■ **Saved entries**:
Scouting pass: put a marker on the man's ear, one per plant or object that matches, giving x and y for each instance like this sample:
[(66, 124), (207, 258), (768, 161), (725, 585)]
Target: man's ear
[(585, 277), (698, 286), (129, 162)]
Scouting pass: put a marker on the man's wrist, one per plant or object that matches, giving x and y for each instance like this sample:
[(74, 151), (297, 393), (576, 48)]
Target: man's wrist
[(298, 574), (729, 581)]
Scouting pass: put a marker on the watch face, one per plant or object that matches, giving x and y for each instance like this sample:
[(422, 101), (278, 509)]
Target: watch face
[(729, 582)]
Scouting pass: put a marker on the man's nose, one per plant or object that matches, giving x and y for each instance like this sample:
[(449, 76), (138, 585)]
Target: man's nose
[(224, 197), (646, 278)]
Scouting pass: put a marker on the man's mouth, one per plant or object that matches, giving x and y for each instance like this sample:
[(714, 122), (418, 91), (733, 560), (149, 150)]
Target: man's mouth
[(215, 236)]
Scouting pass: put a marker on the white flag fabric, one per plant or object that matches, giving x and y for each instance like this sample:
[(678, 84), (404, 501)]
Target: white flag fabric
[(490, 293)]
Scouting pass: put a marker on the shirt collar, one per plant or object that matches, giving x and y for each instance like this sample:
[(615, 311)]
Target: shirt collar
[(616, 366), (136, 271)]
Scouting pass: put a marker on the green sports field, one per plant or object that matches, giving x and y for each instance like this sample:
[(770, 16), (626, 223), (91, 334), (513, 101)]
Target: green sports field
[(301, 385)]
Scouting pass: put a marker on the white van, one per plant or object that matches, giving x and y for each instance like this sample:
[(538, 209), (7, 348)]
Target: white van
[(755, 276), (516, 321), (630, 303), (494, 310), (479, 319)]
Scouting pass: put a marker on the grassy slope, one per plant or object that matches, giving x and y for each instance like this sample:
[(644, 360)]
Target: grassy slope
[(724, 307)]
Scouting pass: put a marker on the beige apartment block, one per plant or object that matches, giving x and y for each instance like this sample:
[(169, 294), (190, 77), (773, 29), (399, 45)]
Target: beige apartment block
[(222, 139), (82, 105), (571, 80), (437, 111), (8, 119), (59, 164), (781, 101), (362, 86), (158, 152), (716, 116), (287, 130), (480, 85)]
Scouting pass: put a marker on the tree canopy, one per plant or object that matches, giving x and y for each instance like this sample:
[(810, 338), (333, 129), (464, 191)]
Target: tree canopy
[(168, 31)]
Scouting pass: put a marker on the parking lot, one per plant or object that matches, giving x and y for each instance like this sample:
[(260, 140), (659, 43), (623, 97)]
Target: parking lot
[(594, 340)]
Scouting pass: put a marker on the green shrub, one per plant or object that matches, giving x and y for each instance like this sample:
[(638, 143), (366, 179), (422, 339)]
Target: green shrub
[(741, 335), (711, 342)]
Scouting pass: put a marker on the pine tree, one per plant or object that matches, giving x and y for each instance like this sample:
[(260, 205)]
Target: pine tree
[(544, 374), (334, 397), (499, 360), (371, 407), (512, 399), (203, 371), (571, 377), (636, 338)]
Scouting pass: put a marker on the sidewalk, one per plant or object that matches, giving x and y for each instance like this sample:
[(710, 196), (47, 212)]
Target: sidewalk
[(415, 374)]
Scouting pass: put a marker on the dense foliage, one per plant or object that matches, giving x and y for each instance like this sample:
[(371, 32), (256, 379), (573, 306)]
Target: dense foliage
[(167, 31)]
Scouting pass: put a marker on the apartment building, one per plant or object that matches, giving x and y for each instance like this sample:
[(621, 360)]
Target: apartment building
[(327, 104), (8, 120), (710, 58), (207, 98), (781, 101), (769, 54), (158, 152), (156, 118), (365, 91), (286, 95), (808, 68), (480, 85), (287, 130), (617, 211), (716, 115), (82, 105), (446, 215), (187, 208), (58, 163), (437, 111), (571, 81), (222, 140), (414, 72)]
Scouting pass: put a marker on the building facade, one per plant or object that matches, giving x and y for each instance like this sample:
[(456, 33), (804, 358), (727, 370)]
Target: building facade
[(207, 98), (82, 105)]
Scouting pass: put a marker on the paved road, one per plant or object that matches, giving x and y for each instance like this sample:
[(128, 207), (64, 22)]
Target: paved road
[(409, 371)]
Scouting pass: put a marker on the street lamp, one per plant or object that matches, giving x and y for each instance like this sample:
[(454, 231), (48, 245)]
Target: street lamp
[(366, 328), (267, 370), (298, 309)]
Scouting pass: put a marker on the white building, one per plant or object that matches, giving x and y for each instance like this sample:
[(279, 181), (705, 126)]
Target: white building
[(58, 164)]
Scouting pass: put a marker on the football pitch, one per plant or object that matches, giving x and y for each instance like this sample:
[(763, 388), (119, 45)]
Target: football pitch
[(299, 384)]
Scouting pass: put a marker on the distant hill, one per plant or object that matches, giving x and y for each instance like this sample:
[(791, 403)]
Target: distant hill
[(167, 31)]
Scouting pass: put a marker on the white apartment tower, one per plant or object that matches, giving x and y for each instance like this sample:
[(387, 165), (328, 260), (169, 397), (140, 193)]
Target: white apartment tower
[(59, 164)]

■ **What is expected**: Begin with the line above that has "Target: beige apartment block" and continue through the line that has "[(810, 338), (333, 129), (464, 191)]", setting each one down exactly. Stop there.

■ **Response area**:
Target: beige apartment block
[(222, 139), (82, 105), (571, 80), (437, 111), (8, 119), (59, 164), (781, 101), (362, 86), (158, 152), (716, 116), (287, 130), (480, 85)]
Scouting pass: put a marker on the tree canopy, one per plant or object that matches, giving x and y for each instance like this sample:
[(810, 338), (333, 129), (464, 191)]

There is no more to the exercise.